Listed records ::
┌──

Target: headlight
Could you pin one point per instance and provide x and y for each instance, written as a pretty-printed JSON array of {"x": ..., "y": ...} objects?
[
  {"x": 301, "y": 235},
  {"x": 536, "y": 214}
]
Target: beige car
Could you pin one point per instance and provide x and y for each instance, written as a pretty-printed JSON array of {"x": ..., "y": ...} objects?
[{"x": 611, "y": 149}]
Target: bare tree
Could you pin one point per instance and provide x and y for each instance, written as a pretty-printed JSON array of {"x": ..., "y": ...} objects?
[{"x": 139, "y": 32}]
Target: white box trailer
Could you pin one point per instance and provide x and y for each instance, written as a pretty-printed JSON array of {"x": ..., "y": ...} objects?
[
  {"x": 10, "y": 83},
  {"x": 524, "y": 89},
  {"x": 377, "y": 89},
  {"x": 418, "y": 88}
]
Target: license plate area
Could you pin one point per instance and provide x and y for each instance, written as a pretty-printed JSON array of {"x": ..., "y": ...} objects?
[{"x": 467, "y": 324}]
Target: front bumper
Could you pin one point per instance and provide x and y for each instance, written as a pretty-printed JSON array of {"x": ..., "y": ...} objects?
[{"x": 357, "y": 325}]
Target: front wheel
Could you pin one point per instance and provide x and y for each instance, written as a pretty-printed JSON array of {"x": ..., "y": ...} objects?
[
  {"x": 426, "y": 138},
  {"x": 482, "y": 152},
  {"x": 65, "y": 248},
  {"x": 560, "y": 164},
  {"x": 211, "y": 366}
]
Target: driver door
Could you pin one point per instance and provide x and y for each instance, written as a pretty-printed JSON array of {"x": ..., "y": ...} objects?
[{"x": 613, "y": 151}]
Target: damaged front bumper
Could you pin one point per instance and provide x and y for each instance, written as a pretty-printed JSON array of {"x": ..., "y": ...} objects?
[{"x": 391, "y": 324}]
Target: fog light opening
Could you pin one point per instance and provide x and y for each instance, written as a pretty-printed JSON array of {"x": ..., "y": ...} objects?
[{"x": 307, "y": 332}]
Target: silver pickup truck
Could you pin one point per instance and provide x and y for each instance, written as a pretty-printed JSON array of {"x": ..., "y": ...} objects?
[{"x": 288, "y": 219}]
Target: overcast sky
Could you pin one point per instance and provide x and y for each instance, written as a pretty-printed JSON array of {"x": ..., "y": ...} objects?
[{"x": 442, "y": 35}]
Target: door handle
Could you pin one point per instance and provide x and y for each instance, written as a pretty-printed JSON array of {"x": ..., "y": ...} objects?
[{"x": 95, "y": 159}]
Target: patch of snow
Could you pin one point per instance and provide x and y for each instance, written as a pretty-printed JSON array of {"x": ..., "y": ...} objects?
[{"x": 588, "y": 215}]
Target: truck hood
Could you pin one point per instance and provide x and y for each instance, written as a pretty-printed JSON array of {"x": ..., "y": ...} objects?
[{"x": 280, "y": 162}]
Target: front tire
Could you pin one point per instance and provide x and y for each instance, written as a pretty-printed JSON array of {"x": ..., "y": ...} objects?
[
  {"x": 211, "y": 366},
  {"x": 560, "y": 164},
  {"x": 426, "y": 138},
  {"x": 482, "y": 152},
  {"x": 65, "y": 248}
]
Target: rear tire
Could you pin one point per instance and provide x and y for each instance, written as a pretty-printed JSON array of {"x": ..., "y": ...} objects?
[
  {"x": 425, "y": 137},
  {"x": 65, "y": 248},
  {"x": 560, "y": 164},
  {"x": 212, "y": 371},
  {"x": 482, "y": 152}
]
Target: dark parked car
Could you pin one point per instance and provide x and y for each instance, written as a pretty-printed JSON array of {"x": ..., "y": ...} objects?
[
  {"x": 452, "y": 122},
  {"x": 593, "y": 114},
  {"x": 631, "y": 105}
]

└──

Aim of the task :: Note how many lines of the records contain the string "door", and give that number with nothing added.

Task response :: 2